Phase 69 (OriDoRemat)
| Address | Function | Size (lines) | Role |
|---|---|---|---|
0xC5F910 | sub_C5F910 | 24 | Phase execute dispatcher |
0xC5ED50 | sub_C5ED50 | 7 | getName() -> returns 69 |
0xC5ED60 | sub_C5ED60 | 7 | isNoOp() -> returns 0 (always runs) |
0xA112C0 | sub_A112C0 | 245 | Late remat entry + cleanup |
0xA0C310 | sub_A0C310 | 45 | RematState initialization |
0xA11060 | sub_A11060 | 155 | Per-iteration remat worker |
0xA107B0 | sub_A107B0 | 316 | Per-instruction remat decision |
0xA105F0 | sub_A105F0 | 77 | Sinkability check (opcode 0x5F) |
0xA10DF0 | sub_A10DF0 | 138 | MOV chain analysis (FNV-1a hash table) |
0xA0C540 | sub_A0C540 | 228 | Cross-block rematerialization |
0xA0C4A0 | sub_A0C4A0 | -- | Pressure adjustment (+1 or -1) |
0xA0C410 | sub_A0C410 | -- | Remat profitability check for a vreg |
Register Allocator Integration
| Address | Function | Size (lines) | Role |
|---|---|---|---|
0x93AC90 | sub_93AC90 | 29 | Remat opportunity check during assignment |
0x99A9D0 | sub_99A9D0 | 38 | Range rematerialization cost cleanup |
0x99AA50 | sub_99AA50 | 51 | Range rematerialization cost insertion |
0x9AEF60 | sub_9AEF60 | 1415 | Main allocation driver with remat support |
0xA55D80 | sub_A55D80 | ~800 | Post-allocation remat verification |
Sinking vs. Rematerialization
The SinkRemat pass (phase 28) and the late OriDoRemat pass (phase 69) both move instructions closer to their uses, but through fundamentally different mechanisms:
Sinking moves the original instruction. The definition is physically relocated from its original position to a dominated block closer to the use. This does not increase instruction count but may change schedule. Sinking is legal only when:
- The instruction has exactly one use
- The use is in a block dominated by the current definition block
- Moving the instruction does not cross any barrier or synchronization point
- All source operands remain available at the new position
Rematerialization duplicates the instruction. The original definition remains in place (or is deleted if dead), and a fresh copy is inserted near each use. This increases instruction count but can dramatically reduce register pressure. Remat is legal for any instruction in the opcode whitelist, subject to:
- All source operands available at the use point
- The cost model approves the duplication
- The instruction has no side effects
The sub_A105F0 sinkability check runs first in sub_A107B0. Only if sinking fails does the function proceed to the rematerialization path. This prioritizes the cheaper transformation (sinking = zero instruction overhead) before falling back to the more expensive one (remat = duplicated instructions).

Recorded information
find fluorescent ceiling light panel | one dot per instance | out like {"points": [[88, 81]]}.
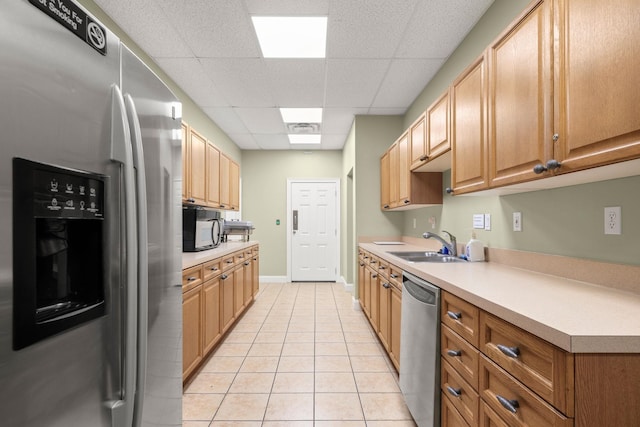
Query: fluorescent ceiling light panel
{"points": [[301, 115], [291, 37], [304, 139]]}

What this task involves
In the excerpt on sinking and rematerialization, which check runs first in sub_A107B0?

Solution to this exercise
The sub_A105F0 sinkability check runs first.